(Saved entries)
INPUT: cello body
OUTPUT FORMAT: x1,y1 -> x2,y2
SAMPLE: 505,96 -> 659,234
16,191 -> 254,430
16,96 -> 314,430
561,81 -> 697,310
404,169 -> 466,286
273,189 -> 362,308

*Work to complete*. Write out each of the entries above line for line, with no changes to any character.

*Final answer*.
INPUT: cello body
OUTPUT FORMAT: x1,y1 -> x2,y2
SAMPLE: 505,96 -> 659,234
16,191 -> 254,430
16,96 -> 314,430
561,81 -> 697,310
404,169 -> 466,286
273,189 -> 362,308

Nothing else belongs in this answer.